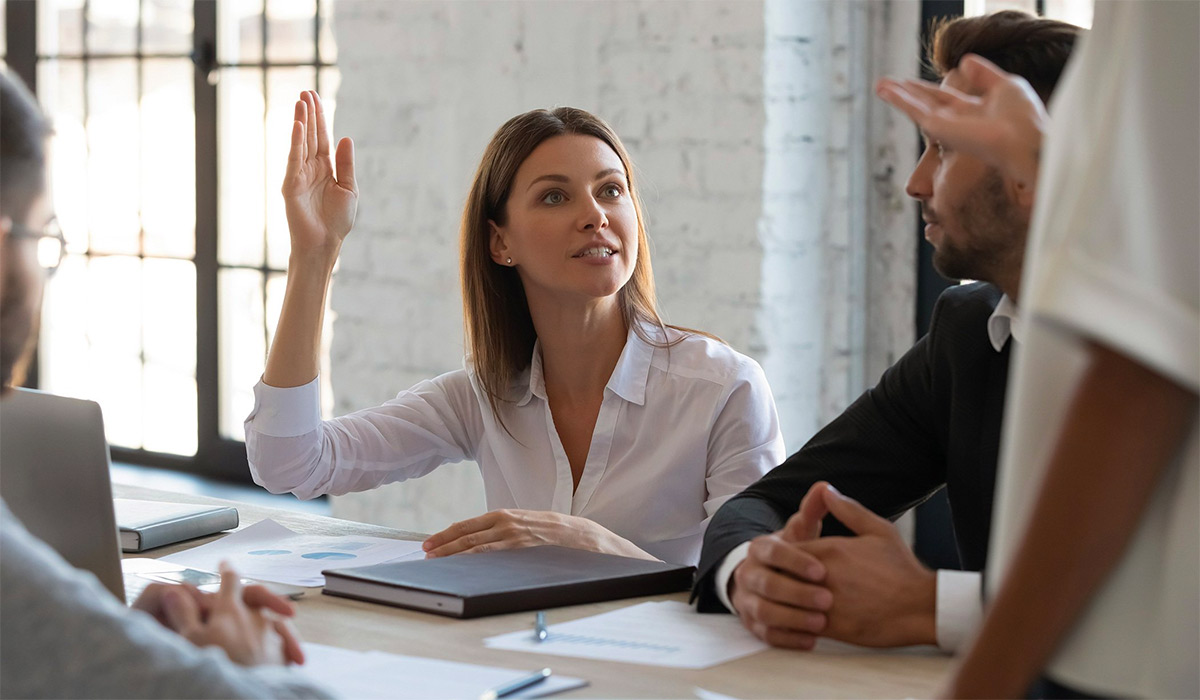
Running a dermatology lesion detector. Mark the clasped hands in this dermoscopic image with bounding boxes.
[730,481,937,650]
[131,563,304,666]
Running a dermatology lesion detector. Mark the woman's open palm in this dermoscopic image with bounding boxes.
[283,90,359,253]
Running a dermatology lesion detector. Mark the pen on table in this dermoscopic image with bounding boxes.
[479,669,551,700]
[533,610,550,642]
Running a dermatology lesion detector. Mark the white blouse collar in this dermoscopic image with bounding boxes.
[515,323,662,406]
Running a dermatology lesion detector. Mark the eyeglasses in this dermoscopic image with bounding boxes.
[8,217,67,275]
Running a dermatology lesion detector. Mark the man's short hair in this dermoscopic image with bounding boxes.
[0,68,52,221]
[925,10,1084,102]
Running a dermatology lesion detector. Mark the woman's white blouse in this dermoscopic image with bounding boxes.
[246,330,785,564]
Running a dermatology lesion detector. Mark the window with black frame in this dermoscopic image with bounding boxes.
[5,0,338,480]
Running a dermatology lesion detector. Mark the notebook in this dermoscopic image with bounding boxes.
[323,546,694,617]
[113,498,238,552]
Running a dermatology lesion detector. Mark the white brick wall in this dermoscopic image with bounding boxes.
[331,0,918,531]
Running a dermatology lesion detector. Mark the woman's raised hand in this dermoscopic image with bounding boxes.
[283,90,359,257]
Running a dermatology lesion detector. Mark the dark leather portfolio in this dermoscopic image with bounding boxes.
[323,546,695,617]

--------------------

▶ [Stated task]: Can you copy every item above word for word, leaving out the pictures?

▶ [Final result]:
Running a dermatology lesion detector. Mark the clasped hands in this dermoscopic image with bounding boxes.
[730,481,937,650]
[131,563,304,666]
Running a dermatology lesion detector. Mark the woman's open palm in this dermoscopic image with bounding boxes.
[283,90,359,253]
Running a dermatology lesion detector. Mark the pen on table in this dermoscopic image with bounding boxes.
[479,669,551,700]
[533,610,550,642]
Running a dermatology lesion detector. Mark the white blouse collar in this dermoscopic image with bounding boxes.
[515,323,662,406]
Running a dermatology lesion detector. Mark the eyeglasses in this dermoscopic image with bounding boxes.
[8,217,67,275]
Running a dermatology lesion detector. Mark the man's short hair in this dermoscopic image with bounding boxes.
[0,68,52,221]
[925,10,1084,102]
Running a dermatology lesion detector. Mark the woman's white blouse in this dermoscopic image with bounding boxes.
[246,330,785,564]
Running a dermatology lesion detector. Mark the window with black frame in this dermoscopic image with bounding boxes.
[5,0,338,480]
Running a dermatology lesion detector. Mark the notebook in this dermoscopic image with bounding boxes.
[323,546,694,617]
[113,498,238,552]
Running a dermatology lesion detector. Mark the white brick wall in this dermoscopic image with bounding boxes.
[331,0,918,531]
Running a dermatology lesion detector. Mark the woman's raised hand in this dermoscopic image with bounding boxes.
[283,90,359,257]
Running a dermatology lesion detector. Mark the dark leather portfolio in this dermoscopic image with bounding boxes.
[323,546,695,617]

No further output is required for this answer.